═══ LISTED RECORDS
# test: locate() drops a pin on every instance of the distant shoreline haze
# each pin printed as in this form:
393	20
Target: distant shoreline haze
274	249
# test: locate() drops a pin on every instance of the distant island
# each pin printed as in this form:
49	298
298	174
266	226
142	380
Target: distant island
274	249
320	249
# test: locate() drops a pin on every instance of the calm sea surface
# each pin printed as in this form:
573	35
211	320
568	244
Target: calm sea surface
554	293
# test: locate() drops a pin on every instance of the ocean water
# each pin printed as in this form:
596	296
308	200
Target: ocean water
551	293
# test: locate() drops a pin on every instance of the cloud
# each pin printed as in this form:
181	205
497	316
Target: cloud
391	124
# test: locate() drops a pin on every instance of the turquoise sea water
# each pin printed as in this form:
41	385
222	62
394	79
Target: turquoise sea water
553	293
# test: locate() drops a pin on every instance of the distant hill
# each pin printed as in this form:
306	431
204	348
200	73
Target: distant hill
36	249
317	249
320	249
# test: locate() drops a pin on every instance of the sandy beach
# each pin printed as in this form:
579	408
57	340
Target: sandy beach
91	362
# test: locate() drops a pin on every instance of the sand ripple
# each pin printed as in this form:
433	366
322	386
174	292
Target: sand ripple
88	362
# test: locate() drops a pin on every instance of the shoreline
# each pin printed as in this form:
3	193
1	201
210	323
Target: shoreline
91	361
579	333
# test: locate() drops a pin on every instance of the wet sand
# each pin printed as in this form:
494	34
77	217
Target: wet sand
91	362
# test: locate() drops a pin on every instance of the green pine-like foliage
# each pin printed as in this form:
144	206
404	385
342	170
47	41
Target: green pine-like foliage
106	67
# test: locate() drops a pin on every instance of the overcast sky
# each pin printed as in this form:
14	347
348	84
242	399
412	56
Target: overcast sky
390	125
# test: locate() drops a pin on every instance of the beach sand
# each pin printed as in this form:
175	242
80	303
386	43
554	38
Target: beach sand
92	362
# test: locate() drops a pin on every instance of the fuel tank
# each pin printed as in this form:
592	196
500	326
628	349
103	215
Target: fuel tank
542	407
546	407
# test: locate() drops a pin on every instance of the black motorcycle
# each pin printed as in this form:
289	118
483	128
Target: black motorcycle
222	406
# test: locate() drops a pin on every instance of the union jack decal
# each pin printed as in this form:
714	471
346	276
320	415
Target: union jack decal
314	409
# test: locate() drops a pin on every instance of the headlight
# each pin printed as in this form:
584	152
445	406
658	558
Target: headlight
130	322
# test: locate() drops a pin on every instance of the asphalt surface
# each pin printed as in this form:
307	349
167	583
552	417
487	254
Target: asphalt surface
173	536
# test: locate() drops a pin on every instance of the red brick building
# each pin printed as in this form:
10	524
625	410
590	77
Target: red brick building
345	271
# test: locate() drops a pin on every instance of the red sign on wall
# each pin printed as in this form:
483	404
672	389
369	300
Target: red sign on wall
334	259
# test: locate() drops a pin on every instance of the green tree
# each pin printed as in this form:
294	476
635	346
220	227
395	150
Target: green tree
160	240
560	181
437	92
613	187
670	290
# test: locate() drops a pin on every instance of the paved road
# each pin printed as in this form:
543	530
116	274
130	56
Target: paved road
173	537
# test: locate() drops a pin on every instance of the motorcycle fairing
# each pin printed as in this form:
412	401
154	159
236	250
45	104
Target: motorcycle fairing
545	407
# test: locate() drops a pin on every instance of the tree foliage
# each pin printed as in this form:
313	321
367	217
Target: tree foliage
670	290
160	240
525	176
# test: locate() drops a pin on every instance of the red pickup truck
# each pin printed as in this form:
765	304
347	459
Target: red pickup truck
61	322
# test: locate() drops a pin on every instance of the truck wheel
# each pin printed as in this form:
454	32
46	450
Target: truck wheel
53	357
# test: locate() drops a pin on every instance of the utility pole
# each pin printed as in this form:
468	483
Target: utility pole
══════
→ AIM
Return exactly the lines from the line bearing "the paved road" to the end of the records, inclusive of both; include no other lines.

→ RESPONSE TO THIS TASK
# test: locate() drops a pin on every instance of the paved road
# each pin printed as in this form:
543	530
116	274
130	56
Target: paved road
173	537
# test: locate() drops a pin on every instance of the motorcycle fairing
# each pin printed as in this form:
412	401
154	159
236	250
45	104
Target: motorcycle fairing
545	407
# test: locate() drops a pin on every instance of the tree foliage
# each pin printed as in this form:
313	321
367	217
Target: tree foliage
670	290
160	240
525	176
# test: locate() drops a pin on every instance of the red pickup truck
# each pin printed as in this form:
765	304
347	459
Target: red pickup truck
61	322
# test: locate() drops a pin on every instance of the truck wheel
# each pin printed as in this form:
454	32
46	450
Target: truck wheel
53	357
# test: locate() drops a pin on every instance of the utility pole
# each pin printed as in this form:
468	483
Target: utility pole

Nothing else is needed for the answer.